[[ Data extracts open ]]

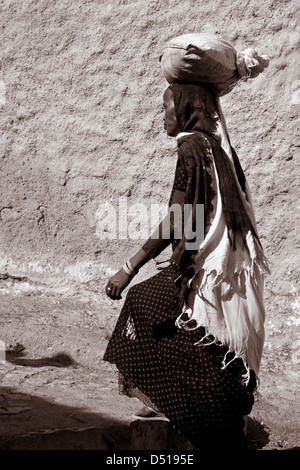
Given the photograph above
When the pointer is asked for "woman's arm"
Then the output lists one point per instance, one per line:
(159, 240)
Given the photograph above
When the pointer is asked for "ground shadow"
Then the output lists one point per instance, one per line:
(33, 423)
(257, 434)
(17, 355)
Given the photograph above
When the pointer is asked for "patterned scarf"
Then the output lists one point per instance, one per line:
(196, 111)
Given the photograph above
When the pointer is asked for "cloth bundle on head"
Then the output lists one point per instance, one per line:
(206, 58)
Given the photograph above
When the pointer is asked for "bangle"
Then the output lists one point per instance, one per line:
(129, 269)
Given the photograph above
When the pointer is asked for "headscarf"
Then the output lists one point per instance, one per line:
(229, 265)
(197, 112)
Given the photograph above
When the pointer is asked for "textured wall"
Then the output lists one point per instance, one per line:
(81, 125)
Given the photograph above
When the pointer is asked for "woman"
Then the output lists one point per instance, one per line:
(189, 340)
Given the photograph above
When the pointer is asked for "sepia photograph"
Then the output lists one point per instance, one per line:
(149, 228)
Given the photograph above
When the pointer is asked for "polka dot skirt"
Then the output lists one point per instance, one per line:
(183, 381)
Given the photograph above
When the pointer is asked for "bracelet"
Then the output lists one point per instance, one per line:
(129, 269)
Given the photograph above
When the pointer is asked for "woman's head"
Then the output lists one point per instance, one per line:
(193, 106)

[[ Data extracts closed ]]

**Task goal:** Write the data above out again exactly, every line of it, and exclude the pictures.

**Result:**
Given the photograph above
When the pointer is asked for "woman's arm"
Then the output lists one point per instance, one per line:
(159, 240)
Given the photograph above
When the pointer is asked for "ground shadow"
Then the output lists one point per instance, one per line:
(33, 423)
(257, 434)
(17, 355)
Given the photograph above
When the pointer is asked for "patterned scarf"
Then the output lists one point per instance, one per line:
(196, 111)
Given the photograph above
When the pointer is asked for "cloth bundle on head"
Then the output lists one point per instance, one per line:
(206, 58)
Given the photograph above
When the pointer is asked for "bangle"
Then the output lists one point per instance, one per line:
(129, 269)
Given the photograph above
When the pointer is asked for "headscarf"
Then the output lists one point per instance, one per line:
(229, 265)
(197, 112)
Given the photograph above
When the pointer is asked for "textured wall"
Then the output lists one point per instance, one per line:
(81, 125)
Given the photograph above
When the pointer is asked for "woman"
Then the output lists one point per instance, one per line:
(189, 340)
Given the photograph above
When the pointer is asked for "sepia photograph"
Then the output lists one point per instance, one per line:
(149, 228)
Given the photograph above
When the pointer is asked for "polka dot skirt"
Then the output lists one point per instance, one per line:
(183, 381)
Given the photograph above
When the pointer is asked for "bracelet"
Then the output lists one point per instance, one per line:
(129, 269)
Given the photograph above
When the pointer is asked for "woman's head"
Then the output lists one point per instance, one per line:
(193, 106)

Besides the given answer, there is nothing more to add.